■ Objetivo a: Como fica em inglês esta frase do trecho fornecido abaixo: "Sua extensa escrita, de tão variados matizes, circula por diferentes horizontes temáticos na multiplicidade de formas literárias."?

■ Trecho fornecido:
A ÚLTIMA NOITE DE KAFKA E O CALDEIRÃO SOCIAL DE CLÁUDIO AGUIAR - TEXTO DE DALMA NASCIMENTO. HOMENAGEM AO ESCRITOR E DRAMATURGO, EX-PRESIDENTE PEN CLUBE DO BRASIL, INSTITUIÇÃO QUE DALMA NASCIMENTO É MEMBRO EFETIVO DESDE 1982.
Com muito
mais de 30 livros publicados e inúmeros prêmios, dentre eles o famoso Jabuti,
Cláudio Aguiar é sem dúvida, um dos mais representativos
nomes da tradição literária do nordeste, firmando-se, cada vez, como um
dos atuais valores nacionais. Sua extensa escrita, de tão
variados matizes, circula por diferentes horizontes temáticos na
multiplicidade de formas literárias. Sem perder a dimensão do
centro sempre poético, o escritor vai dos versos altamente filosóficos ao texto
teatral, passando pela estruturação de contos, romances,
ensaios, biografias, obras em que o verbo de Aguiar
normalmente se incendeia no incandescente magma de
questões sociais.

Dados armazenados:
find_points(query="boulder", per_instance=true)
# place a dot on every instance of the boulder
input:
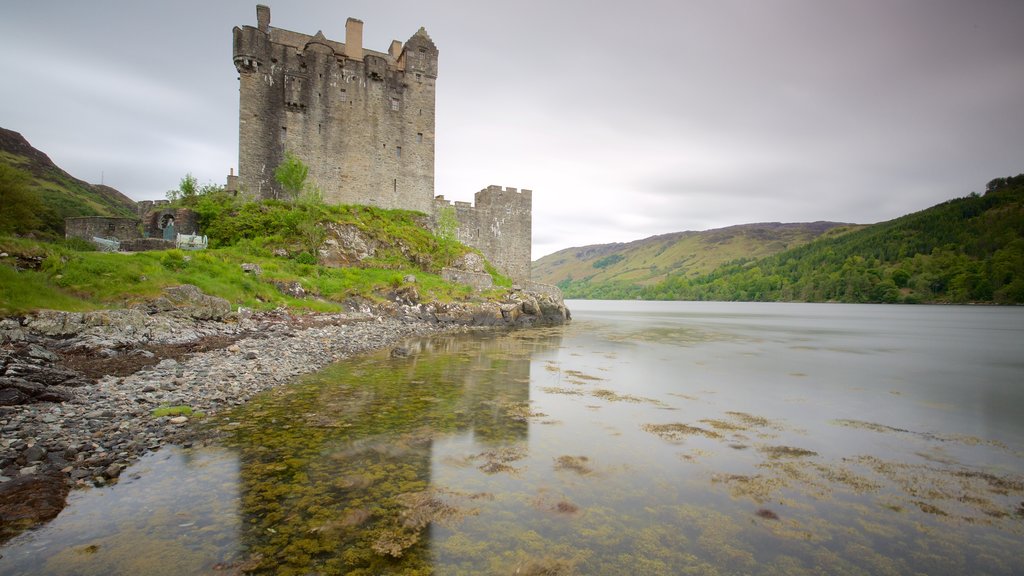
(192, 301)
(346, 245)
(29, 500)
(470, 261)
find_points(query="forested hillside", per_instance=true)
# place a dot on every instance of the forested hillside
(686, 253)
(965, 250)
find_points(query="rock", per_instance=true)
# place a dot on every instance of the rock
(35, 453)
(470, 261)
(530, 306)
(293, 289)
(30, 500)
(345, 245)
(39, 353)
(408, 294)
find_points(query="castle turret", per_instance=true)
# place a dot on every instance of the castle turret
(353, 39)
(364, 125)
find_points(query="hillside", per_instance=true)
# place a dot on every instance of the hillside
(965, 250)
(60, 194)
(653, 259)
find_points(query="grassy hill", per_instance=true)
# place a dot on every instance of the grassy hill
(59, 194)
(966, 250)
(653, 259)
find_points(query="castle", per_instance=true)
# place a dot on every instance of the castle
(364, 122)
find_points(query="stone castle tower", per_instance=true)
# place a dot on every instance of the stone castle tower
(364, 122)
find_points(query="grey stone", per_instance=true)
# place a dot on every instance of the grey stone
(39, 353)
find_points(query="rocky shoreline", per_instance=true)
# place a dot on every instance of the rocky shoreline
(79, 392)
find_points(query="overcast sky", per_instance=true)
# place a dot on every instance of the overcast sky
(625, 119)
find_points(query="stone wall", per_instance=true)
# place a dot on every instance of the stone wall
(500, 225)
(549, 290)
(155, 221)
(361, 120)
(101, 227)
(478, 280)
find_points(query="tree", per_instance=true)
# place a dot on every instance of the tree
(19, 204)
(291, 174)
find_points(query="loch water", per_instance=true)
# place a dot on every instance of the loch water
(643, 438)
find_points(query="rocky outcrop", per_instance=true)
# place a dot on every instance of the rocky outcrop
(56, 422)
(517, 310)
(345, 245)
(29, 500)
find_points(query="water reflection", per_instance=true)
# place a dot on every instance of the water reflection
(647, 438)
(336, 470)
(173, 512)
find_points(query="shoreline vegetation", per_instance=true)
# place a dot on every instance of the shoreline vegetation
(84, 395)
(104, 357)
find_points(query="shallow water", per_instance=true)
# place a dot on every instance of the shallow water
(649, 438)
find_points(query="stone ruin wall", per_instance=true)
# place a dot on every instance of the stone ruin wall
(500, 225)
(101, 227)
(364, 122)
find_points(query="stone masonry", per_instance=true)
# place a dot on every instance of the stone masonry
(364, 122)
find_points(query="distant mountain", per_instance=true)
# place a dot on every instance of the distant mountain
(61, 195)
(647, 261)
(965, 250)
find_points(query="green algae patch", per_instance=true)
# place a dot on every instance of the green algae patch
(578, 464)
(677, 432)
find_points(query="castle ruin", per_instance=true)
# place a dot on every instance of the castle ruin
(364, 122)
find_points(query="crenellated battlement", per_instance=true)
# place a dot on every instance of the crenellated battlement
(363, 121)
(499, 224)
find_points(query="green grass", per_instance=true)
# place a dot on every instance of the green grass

■ Objetivo b: Extraia dos registros acima todas as linhas que contêm a palavra "tree".

■ Resultado do exercício a: His extensive writing, of such varied shades, moves across different thematic horizons in the multiplicity of literary forms.

■ Resultado do exercício b:
find_points(query="tree", per_instance=true)
# place a dot on every instance of the tree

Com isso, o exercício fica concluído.